- _Assignment_
For the records below, the count of lines that hold "road" is required; give only that number.

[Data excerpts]
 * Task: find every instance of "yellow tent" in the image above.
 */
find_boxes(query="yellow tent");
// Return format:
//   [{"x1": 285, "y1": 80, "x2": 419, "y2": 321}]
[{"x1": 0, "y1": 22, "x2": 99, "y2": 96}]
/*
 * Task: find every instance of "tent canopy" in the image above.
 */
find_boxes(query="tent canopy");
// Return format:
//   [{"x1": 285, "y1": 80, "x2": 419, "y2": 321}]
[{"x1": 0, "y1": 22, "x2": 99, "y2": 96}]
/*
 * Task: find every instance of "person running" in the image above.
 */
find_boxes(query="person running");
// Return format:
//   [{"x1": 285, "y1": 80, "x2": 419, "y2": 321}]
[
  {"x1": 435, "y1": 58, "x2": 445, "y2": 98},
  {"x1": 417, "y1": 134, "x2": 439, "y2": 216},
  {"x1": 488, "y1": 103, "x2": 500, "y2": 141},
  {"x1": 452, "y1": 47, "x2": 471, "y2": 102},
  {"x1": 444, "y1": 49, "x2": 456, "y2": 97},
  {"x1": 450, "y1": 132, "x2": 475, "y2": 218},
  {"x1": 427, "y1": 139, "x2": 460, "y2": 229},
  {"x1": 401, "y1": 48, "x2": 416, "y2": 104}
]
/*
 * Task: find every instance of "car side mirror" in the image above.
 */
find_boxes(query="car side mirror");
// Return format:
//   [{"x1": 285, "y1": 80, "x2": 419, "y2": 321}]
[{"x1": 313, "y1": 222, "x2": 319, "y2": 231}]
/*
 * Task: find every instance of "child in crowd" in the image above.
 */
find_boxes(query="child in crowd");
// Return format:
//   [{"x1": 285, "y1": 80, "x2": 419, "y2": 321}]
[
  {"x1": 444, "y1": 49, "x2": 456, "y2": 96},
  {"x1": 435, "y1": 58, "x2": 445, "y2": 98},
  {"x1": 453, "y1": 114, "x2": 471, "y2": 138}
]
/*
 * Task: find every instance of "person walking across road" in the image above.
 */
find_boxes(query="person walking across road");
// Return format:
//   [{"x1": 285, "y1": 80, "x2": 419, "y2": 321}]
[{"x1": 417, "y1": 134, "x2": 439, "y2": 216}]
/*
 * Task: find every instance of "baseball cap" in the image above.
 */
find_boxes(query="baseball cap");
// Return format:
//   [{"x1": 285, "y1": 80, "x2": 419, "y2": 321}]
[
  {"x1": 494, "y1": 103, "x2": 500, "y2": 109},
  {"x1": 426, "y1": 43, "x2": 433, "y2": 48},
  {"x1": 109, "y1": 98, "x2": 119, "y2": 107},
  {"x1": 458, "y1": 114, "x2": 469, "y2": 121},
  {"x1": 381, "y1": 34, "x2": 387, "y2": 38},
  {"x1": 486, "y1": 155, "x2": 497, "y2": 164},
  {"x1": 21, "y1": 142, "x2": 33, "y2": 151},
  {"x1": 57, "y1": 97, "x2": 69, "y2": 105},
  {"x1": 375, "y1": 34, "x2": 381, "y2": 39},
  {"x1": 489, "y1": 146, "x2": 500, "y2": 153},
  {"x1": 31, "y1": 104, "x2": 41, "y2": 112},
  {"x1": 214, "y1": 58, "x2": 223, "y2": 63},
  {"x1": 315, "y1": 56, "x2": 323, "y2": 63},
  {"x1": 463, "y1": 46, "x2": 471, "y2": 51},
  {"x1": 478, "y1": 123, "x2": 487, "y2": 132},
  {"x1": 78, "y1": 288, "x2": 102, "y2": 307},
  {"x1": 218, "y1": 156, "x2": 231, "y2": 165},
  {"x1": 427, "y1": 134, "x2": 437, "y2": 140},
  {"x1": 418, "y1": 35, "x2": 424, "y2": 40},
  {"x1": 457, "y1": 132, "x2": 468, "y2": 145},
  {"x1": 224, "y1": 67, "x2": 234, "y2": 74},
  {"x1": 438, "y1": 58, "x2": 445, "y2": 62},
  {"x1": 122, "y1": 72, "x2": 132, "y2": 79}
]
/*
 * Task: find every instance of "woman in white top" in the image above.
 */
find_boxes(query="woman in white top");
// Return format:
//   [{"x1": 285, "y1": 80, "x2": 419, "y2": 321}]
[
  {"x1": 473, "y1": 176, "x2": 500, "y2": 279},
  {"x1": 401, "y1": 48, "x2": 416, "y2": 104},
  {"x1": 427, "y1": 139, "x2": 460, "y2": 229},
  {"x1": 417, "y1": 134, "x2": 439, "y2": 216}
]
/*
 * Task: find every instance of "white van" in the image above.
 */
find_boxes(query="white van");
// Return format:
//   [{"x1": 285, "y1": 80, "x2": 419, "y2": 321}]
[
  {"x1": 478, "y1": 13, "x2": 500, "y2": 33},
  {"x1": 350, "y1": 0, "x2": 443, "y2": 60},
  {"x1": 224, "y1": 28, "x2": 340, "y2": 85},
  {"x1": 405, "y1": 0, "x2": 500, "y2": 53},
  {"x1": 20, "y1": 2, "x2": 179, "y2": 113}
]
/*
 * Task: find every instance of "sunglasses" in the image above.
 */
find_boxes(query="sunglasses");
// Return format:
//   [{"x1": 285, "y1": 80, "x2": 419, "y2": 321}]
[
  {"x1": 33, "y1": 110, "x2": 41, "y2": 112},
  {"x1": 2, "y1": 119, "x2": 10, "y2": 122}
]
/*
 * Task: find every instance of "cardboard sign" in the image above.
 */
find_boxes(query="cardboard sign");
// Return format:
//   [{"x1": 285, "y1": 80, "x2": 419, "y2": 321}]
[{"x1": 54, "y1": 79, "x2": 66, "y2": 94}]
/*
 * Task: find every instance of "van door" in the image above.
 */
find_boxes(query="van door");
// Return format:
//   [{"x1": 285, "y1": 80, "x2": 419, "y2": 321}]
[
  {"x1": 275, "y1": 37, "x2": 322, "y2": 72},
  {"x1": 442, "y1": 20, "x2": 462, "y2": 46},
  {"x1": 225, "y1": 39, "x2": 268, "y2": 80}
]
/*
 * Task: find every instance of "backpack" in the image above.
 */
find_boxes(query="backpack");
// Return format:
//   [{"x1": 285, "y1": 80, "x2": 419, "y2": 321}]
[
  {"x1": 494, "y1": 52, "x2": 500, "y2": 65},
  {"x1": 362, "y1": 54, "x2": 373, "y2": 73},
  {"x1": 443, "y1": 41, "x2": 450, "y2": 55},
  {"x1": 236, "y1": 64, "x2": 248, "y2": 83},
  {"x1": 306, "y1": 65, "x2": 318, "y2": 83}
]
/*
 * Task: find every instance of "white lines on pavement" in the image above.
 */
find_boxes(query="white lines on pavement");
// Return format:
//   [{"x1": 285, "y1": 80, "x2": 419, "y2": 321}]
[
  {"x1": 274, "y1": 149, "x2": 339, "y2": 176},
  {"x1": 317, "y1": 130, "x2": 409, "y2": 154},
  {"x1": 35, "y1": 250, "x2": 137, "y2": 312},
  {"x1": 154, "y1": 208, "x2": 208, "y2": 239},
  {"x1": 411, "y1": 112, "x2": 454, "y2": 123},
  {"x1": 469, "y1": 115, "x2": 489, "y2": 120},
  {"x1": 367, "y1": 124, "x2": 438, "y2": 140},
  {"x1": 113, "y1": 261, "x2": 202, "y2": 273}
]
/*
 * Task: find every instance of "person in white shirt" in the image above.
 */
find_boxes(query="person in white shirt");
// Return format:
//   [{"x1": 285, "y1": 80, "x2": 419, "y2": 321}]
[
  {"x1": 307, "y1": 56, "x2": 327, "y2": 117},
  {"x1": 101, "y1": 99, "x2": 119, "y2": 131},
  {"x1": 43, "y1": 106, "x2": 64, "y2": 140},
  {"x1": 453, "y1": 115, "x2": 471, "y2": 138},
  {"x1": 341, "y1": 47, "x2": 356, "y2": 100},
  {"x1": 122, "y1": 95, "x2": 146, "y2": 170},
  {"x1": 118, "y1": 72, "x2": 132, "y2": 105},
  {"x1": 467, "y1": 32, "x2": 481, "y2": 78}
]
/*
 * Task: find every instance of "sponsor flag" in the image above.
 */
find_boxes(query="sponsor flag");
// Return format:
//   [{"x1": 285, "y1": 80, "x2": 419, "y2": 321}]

- _Answer to this problem_
2